**What you need to do**
An exact reproduction of the data below is the required answer.

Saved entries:
_ _ _ _

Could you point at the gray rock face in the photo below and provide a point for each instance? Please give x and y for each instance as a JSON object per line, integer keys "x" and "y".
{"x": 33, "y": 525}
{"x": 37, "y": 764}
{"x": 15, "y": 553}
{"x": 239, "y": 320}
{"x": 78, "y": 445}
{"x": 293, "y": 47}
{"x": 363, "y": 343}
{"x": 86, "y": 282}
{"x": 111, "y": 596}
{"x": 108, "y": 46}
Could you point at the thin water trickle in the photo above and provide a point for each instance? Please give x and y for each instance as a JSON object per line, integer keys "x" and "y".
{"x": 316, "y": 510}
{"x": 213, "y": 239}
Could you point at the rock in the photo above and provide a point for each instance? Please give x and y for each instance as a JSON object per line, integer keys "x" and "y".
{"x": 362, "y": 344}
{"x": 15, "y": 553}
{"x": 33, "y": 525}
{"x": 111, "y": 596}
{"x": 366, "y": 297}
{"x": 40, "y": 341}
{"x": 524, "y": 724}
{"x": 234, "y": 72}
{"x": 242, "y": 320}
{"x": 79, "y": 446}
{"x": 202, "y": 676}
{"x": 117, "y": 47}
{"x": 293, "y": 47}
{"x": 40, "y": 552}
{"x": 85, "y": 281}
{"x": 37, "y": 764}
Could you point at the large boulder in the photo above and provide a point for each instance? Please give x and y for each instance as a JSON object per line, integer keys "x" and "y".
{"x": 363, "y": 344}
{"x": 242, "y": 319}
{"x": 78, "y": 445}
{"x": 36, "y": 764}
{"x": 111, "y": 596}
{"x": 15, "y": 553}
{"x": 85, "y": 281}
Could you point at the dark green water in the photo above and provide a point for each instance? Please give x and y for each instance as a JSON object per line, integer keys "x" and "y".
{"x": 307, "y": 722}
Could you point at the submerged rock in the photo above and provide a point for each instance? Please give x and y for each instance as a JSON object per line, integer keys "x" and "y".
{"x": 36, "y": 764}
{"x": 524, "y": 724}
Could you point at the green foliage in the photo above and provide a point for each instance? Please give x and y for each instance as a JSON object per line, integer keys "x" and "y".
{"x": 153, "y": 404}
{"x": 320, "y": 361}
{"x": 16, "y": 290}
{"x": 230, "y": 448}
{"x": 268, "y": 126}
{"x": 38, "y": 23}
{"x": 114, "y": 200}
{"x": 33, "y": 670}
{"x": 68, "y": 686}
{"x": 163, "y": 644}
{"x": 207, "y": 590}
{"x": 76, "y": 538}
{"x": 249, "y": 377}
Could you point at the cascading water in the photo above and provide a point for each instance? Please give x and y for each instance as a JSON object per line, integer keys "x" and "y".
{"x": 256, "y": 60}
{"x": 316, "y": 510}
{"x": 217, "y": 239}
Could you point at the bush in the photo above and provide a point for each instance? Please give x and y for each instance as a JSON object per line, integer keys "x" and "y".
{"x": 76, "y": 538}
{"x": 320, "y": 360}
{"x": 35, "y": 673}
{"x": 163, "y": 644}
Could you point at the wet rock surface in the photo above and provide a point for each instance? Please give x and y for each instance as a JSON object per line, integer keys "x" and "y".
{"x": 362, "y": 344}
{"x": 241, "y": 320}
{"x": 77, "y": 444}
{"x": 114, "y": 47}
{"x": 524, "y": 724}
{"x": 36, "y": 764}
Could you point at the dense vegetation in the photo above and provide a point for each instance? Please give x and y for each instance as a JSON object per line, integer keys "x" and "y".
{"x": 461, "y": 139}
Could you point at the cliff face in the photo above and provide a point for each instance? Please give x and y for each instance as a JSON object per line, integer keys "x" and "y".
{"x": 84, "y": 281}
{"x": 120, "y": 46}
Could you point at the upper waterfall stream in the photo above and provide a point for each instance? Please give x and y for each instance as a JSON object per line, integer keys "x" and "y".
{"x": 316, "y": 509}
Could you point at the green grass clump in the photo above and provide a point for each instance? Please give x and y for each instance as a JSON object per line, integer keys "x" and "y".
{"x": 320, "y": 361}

_ _ _ _

**Answer section**
Could you point at the gray rock face in the photo below and provide a point for each instance? Please give x and y for each instance as a JSON object per line, integer keys "x" and "y".
{"x": 33, "y": 525}
{"x": 37, "y": 764}
{"x": 15, "y": 553}
{"x": 239, "y": 320}
{"x": 78, "y": 445}
{"x": 293, "y": 47}
{"x": 363, "y": 343}
{"x": 86, "y": 282}
{"x": 111, "y": 596}
{"x": 108, "y": 46}
Could you point at the thin water trickle in the photo above and provide a point for each instance? Please give x and y for each instance as a JSON object per line, integer keys "x" and "y".
{"x": 316, "y": 510}
{"x": 213, "y": 239}
Could you point at the rock in the photo above and provide a point for each instance? Please give x and y for each instance as a JSON object per line, integer keys "x" and "y".
{"x": 362, "y": 344}
{"x": 15, "y": 553}
{"x": 33, "y": 525}
{"x": 111, "y": 596}
{"x": 366, "y": 297}
{"x": 40, "y": 341}
{"x": 524, "y": 724}
{"x": 234, "y": 72}
{"x": 242, "y": 320}
{"x": 79, "y": 446}
{"x": 202, "y": 676}
{"x": 117, "y": 47}
{"x": 293, "y": 47}
{"x": 40, "y": 552}
{"x": 85, "y": 281}
{"x": 37, "y": 764}
Could you point at the large boulder in the photo above and provide a point for each instance? Please give x and y for each instance as a JSON object per line, integer keys "x" and "y".
{"x": 363, "y": 344}
{"x": 242, "y": 319}
{"x": 78, "y": 445}
{"x": 36, "y": 764}
{"x": 111, "y": 596}
{"x": 15, "y": 553}
{"x": 85, "y": 281}
Could you point at the dark green water in the photo above and provide a point for each instance? Please give x and y for each instance as a JSON object per line, integer keys "x" and "y".
{"x": 307, "y": 722}
Could you point at the submerged rock in the photo above and provide a point for each instance? Please give x and y for each instance as a JSON object per line, integer keys "x" and "y".
{"x": 36, "y": 764}
{"x": 524, "y": 724}
Could you point at the green foliage in the photo above and provide a point for each instance? Please give x and y for each instance as a JSON object per line, integer keys "x" and "y".
{"x": 153, "y": 404}
{"x": 320, "y": 361}
{"x": 16, "y": 290}
{"x": 230, "y": 448}
{"x": 268, "y": 126}
{"x": 38, "y": 23}
{"x": 114, "y": 200}
{"x": 33, "y": 670}
{"x": 68, "y": 686}
{"x": 163, "y": 644}
{"x": 207, "y": 590}
{"x": 76, "y": 538}
{"x": 249, "y": 377}
Could you point at the cascading water in the photo above and provide a point for each instance? Please give x and y for each instance as a JSON object per line, integer keys "x" and "y".
{"x": 256, "y": 60}
{"x": 316, "y": 510}
{"x": 217, "y": 239}
Could you point at the bush in the photo above and provide a point for each instance? Please give x and y for each instance as a JSON object per line, integer keys "x" and "y".
{"x": 76, "y": 538}
{"x": 320, "y": 360}
{"x": 35, "y": 673}
{"x": 163, "y": 644}
Could you point at the wet rock surface in the photo above and provide a point for each instance? Please give x and y for each instance as a JSON object per line, integer keys "x" and "y".
{"x": 362, "y": 344}
{"x": 241, "y": 320}
{"x": 77, "y": 444}
{"x": 114, "y": 47}
{"x": 524, "y": 724}
{"x": 36, "y": 764}
Could you point at the dense vegetation in the photo above and provide a point for each instance? Please give x and y for each instance as a JSON object per line, integer keys "x" and "y".
{"x": 461, "y": 139}
Could you point at the cliff face in the photo above and provide a point for each instance? Please give x and y for each instance as a JSON object per line, integer keys "x" and "y".
{"x": 84, "y": 281}
{"x": 120, "y": 46}
Could you point at the upper waterfall stream in the photo above and provide a point for each instance? Please give x and y for each instance as a JSON object per line, integer keys "x" and "y".
{"x": 316, "y": 509}
Could you point at the green grass clump in the photo above and provide a point for each instance? Please give x and y for each instance as a JSON object per line, integer keys "x" and "y".
{"x": 320, "y": 361}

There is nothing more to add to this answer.